Start
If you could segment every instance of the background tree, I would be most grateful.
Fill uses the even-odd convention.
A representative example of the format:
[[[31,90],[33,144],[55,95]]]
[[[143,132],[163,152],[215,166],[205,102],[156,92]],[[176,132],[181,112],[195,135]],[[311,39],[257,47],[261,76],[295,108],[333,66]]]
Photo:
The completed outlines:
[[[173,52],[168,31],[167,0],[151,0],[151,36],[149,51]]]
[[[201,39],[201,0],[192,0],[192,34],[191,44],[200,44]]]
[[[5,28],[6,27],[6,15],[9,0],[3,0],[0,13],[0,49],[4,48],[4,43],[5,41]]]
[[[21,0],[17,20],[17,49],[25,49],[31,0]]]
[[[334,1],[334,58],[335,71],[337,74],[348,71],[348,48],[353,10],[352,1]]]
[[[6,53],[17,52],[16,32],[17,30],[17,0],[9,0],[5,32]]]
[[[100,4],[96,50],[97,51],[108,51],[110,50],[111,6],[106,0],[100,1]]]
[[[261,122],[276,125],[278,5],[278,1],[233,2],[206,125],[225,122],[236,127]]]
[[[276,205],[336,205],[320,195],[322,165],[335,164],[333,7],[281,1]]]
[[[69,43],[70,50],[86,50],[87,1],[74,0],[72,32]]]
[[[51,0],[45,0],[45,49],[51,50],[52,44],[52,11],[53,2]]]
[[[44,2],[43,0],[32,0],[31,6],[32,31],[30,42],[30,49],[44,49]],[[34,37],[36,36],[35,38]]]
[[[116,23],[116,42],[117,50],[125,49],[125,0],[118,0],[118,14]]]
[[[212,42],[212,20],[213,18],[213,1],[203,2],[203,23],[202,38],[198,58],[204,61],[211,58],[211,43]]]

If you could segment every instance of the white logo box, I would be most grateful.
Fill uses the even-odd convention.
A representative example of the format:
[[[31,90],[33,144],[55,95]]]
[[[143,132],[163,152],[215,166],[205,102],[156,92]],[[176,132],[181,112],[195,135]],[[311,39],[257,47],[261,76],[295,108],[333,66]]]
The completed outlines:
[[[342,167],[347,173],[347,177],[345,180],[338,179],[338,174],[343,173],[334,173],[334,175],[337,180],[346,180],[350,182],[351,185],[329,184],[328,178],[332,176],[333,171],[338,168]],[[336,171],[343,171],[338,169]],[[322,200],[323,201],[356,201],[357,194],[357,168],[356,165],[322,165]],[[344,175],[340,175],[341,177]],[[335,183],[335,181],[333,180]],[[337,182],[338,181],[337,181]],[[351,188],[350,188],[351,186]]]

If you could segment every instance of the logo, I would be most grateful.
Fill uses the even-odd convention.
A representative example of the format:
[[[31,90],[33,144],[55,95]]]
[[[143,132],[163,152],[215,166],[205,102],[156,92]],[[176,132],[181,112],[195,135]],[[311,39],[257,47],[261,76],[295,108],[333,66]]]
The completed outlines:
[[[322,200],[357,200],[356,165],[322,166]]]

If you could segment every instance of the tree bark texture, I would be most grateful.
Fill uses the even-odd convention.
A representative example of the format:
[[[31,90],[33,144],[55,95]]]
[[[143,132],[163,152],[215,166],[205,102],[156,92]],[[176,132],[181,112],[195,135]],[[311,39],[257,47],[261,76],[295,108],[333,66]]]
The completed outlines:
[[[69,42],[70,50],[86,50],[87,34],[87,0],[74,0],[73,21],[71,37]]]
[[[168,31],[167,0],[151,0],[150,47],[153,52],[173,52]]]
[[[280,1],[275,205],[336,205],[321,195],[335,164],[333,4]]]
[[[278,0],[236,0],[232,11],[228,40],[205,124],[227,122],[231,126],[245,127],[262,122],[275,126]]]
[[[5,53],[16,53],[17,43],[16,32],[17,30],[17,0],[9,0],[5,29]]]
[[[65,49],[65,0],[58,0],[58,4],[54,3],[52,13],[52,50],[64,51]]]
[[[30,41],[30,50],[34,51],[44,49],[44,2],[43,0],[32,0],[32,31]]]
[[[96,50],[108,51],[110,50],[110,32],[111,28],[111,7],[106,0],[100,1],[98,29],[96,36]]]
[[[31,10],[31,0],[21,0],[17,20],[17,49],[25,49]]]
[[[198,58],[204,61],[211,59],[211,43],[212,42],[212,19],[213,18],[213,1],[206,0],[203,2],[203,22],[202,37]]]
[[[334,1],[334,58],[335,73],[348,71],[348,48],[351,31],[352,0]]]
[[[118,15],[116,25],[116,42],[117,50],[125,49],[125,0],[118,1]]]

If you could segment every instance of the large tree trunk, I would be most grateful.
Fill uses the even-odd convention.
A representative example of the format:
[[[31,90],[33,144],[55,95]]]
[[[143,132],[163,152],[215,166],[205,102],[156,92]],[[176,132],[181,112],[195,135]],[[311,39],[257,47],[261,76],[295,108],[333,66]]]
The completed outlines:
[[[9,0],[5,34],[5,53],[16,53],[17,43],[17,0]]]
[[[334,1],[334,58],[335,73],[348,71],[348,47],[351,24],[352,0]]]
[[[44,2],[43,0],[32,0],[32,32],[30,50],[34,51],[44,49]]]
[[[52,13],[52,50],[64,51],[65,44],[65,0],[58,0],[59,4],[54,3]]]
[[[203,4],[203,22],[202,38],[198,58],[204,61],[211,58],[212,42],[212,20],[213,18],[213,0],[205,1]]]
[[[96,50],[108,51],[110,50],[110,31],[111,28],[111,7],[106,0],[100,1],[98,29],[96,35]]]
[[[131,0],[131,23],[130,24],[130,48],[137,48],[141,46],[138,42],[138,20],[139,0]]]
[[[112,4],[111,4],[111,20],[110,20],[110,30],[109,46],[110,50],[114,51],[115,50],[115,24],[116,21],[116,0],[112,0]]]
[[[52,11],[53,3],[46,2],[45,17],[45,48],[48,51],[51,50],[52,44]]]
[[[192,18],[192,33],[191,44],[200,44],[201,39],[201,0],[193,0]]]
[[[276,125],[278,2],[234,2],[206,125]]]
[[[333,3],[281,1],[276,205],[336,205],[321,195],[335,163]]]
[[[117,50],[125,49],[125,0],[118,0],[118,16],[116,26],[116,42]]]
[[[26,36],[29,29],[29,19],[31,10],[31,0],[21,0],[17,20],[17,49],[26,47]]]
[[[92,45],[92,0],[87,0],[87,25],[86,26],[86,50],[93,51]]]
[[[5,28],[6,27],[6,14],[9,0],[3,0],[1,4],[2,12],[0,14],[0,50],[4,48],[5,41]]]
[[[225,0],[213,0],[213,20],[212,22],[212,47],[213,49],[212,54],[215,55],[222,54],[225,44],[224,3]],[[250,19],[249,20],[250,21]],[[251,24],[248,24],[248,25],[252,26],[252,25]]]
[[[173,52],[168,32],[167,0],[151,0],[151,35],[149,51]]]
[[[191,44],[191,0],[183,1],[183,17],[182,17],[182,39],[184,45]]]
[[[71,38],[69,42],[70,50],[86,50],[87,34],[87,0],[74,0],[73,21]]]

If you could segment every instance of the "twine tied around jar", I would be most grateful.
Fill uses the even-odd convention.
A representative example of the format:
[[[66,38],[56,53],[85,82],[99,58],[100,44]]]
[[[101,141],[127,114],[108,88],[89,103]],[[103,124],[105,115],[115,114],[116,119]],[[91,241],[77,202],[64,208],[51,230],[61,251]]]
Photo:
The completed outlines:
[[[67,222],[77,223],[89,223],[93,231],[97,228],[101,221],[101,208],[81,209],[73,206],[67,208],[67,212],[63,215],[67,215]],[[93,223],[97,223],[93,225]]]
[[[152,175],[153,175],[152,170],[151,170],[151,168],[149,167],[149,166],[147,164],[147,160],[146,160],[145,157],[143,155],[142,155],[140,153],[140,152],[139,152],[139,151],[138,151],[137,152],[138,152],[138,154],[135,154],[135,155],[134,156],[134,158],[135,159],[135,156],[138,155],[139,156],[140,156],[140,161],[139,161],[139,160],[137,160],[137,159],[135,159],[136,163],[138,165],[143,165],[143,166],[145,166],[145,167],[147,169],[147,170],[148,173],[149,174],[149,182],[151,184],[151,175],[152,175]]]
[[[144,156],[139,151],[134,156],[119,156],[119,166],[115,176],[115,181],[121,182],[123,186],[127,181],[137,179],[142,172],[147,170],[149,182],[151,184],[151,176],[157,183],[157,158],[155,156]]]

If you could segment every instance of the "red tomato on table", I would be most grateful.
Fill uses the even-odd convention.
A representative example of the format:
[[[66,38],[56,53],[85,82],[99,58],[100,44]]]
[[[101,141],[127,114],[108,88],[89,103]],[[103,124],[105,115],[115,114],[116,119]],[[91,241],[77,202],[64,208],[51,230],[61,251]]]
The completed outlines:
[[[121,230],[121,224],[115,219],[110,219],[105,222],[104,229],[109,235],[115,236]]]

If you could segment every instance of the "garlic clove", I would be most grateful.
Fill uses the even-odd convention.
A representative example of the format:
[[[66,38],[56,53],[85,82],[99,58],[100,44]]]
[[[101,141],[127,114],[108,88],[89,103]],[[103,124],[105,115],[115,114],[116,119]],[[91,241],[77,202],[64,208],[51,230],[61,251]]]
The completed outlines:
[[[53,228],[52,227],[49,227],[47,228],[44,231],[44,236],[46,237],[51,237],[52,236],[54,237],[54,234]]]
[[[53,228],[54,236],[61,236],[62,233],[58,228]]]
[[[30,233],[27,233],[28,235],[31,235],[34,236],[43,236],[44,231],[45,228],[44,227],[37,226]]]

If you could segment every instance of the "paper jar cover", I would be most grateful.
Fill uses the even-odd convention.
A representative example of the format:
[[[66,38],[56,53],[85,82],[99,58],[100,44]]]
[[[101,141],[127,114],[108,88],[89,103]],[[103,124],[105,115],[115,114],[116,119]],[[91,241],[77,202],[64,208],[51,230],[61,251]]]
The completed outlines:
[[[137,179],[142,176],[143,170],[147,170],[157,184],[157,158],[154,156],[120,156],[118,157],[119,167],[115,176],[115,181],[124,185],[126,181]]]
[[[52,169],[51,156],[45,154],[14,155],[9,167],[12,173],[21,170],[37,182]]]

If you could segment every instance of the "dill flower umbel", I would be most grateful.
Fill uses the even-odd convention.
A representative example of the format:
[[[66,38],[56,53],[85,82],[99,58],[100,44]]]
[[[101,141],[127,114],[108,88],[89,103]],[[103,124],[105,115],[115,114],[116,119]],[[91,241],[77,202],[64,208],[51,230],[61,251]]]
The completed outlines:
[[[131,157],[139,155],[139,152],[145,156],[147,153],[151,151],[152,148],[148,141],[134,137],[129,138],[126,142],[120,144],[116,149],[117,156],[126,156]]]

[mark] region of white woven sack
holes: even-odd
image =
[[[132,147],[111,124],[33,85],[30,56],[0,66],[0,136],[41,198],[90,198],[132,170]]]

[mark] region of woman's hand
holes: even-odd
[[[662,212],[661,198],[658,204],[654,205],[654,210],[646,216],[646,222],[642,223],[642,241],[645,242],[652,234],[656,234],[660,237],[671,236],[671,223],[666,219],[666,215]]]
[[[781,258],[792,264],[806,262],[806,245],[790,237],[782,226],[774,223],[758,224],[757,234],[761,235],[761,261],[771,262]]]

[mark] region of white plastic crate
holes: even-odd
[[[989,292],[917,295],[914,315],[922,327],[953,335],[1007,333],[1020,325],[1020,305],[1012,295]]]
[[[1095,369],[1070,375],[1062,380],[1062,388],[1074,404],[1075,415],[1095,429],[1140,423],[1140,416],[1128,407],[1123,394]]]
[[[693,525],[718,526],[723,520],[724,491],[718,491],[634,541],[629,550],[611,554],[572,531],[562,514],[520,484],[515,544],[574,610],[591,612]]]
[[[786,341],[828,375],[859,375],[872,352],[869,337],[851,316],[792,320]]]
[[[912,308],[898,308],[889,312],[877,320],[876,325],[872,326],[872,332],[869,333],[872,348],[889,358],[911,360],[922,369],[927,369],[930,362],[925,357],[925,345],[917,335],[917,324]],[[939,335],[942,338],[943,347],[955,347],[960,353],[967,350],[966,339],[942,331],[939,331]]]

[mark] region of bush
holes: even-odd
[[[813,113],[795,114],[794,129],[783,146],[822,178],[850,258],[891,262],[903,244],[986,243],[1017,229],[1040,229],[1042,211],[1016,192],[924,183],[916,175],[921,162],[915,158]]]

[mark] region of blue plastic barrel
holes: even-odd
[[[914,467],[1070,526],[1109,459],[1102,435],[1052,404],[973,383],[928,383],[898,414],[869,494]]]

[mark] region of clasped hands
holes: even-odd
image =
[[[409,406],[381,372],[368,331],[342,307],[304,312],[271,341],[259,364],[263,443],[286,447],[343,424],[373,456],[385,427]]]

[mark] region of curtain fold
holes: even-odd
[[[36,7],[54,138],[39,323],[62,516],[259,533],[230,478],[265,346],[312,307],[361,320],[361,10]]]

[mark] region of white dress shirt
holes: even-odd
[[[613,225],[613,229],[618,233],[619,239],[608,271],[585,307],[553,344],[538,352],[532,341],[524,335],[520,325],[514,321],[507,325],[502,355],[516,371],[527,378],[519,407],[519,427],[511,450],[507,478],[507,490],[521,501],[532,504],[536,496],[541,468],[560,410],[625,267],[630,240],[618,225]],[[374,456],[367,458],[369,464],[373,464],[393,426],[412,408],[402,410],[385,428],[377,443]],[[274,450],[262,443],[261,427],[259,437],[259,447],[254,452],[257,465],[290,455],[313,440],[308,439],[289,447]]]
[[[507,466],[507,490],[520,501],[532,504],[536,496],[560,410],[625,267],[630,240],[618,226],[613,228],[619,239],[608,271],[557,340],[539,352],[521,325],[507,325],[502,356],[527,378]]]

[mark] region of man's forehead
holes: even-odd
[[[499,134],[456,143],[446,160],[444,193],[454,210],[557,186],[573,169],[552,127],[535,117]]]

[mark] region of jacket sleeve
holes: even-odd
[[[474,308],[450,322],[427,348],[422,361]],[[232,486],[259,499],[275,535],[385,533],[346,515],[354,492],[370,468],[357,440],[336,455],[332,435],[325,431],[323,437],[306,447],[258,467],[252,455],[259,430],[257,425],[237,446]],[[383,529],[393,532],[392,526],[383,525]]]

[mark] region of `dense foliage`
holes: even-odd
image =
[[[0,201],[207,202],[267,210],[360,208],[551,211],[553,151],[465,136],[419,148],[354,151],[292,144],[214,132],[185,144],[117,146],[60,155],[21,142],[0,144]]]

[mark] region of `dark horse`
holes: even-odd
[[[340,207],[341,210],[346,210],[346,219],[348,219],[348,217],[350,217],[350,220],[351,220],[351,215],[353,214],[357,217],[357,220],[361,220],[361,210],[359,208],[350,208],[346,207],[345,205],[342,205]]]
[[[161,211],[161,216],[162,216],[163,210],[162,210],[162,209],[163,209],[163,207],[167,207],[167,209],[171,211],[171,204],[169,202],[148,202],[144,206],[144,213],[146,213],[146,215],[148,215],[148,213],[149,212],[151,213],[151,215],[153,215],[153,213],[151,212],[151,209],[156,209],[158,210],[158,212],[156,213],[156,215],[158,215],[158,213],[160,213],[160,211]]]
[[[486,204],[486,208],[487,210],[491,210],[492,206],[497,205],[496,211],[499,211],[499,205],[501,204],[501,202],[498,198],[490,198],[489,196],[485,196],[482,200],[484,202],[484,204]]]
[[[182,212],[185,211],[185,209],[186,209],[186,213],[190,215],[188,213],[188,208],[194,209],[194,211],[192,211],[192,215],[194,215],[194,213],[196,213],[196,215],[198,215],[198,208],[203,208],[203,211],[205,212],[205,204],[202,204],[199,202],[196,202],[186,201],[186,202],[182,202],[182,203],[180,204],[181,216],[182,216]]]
End
| What you will do |
Rewrite everything from the start of the lines down to the line containing "[[[173,52],[168,31],[167,0],[151,0],[151,36],[149,51]]]", both ends included, changing "background tree" to "tree" and leaving all else as it is. Give only those lines.

| Output for this exercise |
If you could segment every instance of the tree, I would be most grateful.
Fill uses the even-odd convention.
A representative example of the format:
[[[31,90],[33,144],[55,95]]]
[[[143,132],[163,152],[215,166],[205,102],[156,92]],[[176,132],[181,112],[195,135]],[[311,39],[257,47],[261,76],[295,108],[333,66]]]
Photo:
The completed outlines:
[[[173,52],[168,31],[167,0],[151,0],[151,36],[149,51]]]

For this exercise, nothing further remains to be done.